◆ WHAT THE EXERCISE ASKS: Here are some records; copy every line that holds the word "ornate".

◆ SUPPLIED RECORDS:
***

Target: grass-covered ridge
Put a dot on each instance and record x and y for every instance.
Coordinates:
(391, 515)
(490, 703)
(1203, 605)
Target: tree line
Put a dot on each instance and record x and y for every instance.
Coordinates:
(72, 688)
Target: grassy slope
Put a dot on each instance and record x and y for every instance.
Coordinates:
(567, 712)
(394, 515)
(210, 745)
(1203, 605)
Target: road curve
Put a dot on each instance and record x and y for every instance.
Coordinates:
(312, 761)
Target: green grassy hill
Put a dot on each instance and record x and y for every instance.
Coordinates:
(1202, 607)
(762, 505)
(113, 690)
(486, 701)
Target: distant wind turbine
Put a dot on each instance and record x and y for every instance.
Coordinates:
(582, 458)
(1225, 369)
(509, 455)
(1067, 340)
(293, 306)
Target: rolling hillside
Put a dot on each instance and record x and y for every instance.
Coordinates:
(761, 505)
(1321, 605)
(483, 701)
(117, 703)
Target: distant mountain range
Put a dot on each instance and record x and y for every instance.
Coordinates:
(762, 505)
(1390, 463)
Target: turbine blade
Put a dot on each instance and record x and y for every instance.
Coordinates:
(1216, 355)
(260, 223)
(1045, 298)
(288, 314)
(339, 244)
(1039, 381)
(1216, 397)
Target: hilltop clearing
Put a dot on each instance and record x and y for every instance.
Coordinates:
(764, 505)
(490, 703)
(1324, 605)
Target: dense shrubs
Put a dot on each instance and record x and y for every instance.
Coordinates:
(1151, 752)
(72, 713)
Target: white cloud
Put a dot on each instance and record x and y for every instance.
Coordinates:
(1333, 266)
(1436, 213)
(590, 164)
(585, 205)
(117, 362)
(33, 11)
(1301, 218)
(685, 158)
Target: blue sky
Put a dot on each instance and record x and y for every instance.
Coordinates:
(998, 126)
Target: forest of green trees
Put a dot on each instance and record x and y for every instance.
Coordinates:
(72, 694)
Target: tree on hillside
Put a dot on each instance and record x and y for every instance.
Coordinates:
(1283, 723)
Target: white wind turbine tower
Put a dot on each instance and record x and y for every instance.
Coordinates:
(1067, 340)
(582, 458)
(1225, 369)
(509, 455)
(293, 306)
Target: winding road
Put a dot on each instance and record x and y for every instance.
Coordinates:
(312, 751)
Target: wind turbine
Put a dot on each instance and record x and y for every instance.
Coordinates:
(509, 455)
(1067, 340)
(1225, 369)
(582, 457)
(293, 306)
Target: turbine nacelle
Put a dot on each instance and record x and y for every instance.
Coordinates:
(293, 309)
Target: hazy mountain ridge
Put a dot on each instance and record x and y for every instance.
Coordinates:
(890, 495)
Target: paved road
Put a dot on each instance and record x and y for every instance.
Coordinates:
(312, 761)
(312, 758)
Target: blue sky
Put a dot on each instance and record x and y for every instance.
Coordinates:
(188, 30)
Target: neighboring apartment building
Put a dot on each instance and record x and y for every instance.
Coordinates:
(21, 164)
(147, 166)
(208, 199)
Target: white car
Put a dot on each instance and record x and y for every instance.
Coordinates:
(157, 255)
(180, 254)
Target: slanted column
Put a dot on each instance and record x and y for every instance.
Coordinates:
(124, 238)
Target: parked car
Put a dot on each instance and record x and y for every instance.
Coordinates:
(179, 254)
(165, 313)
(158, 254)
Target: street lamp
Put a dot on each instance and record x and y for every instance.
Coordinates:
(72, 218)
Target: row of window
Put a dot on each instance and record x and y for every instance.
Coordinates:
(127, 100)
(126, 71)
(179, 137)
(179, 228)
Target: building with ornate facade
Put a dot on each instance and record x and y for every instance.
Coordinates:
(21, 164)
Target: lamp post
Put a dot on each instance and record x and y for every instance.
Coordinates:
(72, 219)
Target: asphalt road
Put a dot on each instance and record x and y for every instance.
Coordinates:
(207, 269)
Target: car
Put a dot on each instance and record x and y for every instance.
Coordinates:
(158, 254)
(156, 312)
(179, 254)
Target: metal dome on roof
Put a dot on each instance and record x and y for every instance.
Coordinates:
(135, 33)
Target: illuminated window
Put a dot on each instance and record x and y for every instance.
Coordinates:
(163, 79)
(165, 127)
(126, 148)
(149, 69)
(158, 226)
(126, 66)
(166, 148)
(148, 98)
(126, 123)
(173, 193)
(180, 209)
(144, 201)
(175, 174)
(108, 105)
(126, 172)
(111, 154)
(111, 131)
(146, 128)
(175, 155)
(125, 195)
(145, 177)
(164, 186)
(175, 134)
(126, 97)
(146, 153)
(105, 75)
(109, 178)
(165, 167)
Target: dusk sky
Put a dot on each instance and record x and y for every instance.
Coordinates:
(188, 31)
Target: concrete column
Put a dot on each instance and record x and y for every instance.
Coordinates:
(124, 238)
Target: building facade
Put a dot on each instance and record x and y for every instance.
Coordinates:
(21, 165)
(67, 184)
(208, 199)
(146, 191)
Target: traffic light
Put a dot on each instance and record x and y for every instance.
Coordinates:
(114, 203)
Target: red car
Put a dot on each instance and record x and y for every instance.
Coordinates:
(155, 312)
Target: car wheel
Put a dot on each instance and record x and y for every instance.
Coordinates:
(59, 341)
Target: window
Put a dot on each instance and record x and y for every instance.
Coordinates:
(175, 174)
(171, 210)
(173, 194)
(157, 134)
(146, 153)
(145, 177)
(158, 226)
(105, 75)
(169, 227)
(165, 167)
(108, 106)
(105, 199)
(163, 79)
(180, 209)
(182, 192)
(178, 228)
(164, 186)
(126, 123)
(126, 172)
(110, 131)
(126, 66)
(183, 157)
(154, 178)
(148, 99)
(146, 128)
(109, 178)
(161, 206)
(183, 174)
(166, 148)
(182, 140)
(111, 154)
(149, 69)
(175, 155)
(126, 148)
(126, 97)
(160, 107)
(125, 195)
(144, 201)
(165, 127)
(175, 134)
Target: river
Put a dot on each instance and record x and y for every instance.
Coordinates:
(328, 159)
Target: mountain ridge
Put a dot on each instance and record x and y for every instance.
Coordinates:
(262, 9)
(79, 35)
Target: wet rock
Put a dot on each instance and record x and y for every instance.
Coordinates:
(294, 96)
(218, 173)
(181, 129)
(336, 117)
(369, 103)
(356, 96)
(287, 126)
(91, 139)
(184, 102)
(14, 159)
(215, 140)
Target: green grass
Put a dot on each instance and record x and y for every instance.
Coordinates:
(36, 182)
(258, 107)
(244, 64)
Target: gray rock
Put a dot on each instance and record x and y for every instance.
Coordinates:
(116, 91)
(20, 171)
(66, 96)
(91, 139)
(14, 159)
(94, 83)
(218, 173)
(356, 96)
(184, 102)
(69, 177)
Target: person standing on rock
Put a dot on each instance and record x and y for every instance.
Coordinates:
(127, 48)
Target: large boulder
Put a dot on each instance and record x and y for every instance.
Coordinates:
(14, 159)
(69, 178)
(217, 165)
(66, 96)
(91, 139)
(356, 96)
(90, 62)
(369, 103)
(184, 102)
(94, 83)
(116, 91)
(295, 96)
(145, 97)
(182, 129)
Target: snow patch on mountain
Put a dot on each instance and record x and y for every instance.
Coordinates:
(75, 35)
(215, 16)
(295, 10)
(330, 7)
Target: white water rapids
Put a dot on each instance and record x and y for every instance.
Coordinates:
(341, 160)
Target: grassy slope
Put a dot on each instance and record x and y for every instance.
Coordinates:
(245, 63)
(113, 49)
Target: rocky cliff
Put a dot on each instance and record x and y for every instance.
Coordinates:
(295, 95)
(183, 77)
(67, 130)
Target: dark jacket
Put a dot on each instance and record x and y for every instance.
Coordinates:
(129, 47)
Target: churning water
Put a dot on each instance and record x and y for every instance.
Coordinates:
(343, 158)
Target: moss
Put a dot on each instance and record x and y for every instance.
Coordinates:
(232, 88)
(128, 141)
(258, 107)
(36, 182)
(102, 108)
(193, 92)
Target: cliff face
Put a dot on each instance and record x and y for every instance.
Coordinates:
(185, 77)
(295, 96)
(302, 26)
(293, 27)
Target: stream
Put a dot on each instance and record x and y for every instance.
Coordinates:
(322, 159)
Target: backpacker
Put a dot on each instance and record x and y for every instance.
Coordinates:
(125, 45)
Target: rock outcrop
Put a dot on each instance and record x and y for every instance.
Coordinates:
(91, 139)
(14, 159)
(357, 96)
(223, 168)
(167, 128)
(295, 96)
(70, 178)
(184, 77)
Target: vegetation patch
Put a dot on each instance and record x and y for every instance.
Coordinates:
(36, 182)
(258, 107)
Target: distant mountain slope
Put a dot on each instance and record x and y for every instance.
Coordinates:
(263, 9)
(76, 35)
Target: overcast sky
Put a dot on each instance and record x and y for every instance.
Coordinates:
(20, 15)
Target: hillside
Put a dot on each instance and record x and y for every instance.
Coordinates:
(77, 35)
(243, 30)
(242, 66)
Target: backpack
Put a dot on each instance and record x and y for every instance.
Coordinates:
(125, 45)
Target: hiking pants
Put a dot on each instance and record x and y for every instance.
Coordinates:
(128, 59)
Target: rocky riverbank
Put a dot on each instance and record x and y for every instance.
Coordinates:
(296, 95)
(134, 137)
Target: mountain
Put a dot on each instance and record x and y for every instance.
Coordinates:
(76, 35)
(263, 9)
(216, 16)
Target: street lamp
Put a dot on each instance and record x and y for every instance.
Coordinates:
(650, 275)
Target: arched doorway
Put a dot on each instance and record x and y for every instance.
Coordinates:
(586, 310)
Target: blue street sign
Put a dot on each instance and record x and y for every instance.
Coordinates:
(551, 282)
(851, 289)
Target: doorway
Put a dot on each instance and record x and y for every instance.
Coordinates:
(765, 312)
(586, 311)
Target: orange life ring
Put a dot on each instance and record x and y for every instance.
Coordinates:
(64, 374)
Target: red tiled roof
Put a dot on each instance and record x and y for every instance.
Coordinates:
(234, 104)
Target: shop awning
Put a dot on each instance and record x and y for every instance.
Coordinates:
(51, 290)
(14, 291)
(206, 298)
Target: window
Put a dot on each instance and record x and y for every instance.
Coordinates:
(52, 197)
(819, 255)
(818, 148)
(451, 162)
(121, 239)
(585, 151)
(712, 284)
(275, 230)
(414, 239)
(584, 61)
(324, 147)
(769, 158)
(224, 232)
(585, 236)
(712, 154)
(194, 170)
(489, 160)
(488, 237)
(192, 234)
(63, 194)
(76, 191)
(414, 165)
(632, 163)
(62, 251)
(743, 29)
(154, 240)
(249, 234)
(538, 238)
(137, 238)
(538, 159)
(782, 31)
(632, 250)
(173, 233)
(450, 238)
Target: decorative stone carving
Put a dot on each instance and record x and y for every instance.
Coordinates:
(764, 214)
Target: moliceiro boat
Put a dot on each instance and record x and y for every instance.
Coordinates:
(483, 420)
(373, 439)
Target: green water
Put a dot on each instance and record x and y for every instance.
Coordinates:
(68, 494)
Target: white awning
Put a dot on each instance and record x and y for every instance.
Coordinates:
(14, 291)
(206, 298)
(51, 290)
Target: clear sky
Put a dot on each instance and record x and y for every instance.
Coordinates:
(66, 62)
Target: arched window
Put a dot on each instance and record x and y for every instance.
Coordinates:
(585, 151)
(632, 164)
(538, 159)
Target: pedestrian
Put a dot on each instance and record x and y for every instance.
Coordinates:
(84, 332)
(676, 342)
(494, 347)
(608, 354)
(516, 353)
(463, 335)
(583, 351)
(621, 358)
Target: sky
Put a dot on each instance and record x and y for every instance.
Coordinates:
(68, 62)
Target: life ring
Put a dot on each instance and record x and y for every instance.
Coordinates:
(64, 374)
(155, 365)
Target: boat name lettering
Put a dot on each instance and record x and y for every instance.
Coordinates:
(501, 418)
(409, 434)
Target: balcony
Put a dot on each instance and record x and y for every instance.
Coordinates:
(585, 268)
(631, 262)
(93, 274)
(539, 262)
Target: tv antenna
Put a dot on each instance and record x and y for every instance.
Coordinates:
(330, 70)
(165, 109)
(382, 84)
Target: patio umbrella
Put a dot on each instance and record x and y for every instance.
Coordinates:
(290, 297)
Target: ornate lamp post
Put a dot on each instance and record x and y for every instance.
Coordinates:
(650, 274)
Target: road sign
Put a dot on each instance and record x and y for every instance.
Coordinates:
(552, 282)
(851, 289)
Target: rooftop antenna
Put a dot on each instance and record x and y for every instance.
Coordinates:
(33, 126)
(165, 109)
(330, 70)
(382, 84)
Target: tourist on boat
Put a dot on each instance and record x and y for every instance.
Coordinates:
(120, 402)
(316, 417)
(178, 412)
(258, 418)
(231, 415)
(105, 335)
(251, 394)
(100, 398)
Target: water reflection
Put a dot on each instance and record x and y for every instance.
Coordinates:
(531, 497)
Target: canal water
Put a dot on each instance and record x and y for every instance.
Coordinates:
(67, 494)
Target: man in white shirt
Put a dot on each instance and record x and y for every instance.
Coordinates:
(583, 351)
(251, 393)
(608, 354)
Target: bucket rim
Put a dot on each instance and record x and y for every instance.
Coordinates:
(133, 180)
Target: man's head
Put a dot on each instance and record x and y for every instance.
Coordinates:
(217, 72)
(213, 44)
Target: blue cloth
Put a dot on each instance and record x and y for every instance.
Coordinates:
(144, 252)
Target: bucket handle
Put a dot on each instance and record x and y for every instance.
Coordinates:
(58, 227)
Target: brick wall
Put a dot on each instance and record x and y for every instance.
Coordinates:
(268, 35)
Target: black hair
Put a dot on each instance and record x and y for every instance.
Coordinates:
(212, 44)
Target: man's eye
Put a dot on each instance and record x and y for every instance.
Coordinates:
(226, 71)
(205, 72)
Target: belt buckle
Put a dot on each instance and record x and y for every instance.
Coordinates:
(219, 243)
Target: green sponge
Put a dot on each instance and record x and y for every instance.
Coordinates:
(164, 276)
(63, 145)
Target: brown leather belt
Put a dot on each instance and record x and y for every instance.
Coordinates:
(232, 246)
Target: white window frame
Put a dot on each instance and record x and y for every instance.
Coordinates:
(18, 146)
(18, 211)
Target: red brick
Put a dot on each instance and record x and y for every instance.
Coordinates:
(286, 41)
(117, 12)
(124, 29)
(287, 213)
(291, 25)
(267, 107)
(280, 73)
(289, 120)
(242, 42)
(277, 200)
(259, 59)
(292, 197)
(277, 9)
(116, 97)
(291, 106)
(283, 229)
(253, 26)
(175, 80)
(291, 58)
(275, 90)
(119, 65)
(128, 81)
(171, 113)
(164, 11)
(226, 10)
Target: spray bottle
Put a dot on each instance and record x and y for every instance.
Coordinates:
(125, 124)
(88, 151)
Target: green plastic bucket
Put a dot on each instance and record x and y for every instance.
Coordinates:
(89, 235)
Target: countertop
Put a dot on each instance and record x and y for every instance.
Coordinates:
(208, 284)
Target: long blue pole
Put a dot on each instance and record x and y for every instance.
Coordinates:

***

◆ RESPONSE TO THE EXERCISE:
Target: building with ornate facade
Target: ornate lamp post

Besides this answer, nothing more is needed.